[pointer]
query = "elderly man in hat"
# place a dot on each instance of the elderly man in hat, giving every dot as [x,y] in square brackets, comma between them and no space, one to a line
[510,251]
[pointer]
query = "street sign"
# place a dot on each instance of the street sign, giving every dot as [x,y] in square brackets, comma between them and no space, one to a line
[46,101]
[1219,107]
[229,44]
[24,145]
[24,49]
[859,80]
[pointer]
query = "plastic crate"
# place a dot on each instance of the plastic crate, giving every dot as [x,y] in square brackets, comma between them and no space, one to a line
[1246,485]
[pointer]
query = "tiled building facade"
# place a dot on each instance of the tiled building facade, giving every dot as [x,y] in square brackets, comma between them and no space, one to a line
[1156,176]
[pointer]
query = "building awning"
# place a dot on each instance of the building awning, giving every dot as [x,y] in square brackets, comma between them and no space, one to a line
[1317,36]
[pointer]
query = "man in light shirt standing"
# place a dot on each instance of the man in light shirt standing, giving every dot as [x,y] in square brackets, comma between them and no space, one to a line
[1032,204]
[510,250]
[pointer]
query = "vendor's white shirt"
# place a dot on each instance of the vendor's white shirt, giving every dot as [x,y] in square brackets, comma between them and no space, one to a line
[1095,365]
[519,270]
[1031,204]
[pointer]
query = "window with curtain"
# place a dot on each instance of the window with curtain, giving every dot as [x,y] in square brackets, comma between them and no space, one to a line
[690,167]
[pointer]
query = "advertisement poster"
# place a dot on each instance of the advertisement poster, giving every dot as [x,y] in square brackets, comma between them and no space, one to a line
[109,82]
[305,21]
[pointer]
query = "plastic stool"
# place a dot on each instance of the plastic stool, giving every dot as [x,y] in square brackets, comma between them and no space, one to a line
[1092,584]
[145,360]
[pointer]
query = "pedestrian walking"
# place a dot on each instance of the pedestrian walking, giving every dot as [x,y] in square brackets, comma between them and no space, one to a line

++++++++

> Instructions for the task: Repeat the lines above exactly.

> Answer for the task:
[pointer]
query = "elderly man in hat"
# place a dot on each instance of the elderly man in hat, giving every dot as [x,y] in square brackets, comma between them and no space, one to a line
[510,251]
[pointer]
query = "street sign"
# place a dot on each instance of the street sign, giving every dot as [x,y] in square brackets, comma between them and no space, one to a line
[46,101]
[1219,107]
[229,44]
[24,145]
[24,49]
[859,80]
[pointer]
query = "plastic crate"
# place a dot on each instance of the plastic crate, giving every dot as [x,y] in square brackets, comma between them and no space, one to a line
[1246,485]
[pointer]
query = "tiled building facade"
# place a dot on each instance of the tiled building facade, giving every dot as [x,y] in square brackets, comma between them and no space, one to a line
[1156,176]
[pointer]
query = "building awning"
# place a dot on each instance of the building awning, giving every dot as [x,y] in square brackets, comma between them and no space, one to a line
[1317,36]
[pointer]
query = "man in light shirt standing"
# place a dot on each instance of the man in light shirt standing, giving every dot as [x,y] in square brackets, comma between them and no space, one to a line
[1032,204]
[510,250]
[pointer]
query = "vendor's white shirt"
# place a dot on each instance of the vendor's white shirt, giving every dot as [x,y] in square brackets, comma between them and no space, one to a line
[1095,365]
[519,270]
[1031,204]
[pointer]
query = "window with curtain"
# place a dot on each instance of the window with curtain, giving every dot as [x,y] in square brackets, comma between them and no space, one to a line
[690,167]
[pointer]
query = "advertisement poster"
# place a dot on each instance of the advertisement poster, giving every dot as [x,y] in square brackets, comma between them and no space, one to a line
[109,82]
[305,21]
[pointer]
query = "plastic stool"
# place a dot on each instance of the plastic stool, giving every dot as [x,y] in square brackets, comma between them and no space, one to a line
[1092,584]
[145,360]
[pointer]
query = "pedestrian walking"
# place a dot on each instance of the pedestrian walking, giving every dot as [x,y] in square brackets, comma between them and no space, one to a line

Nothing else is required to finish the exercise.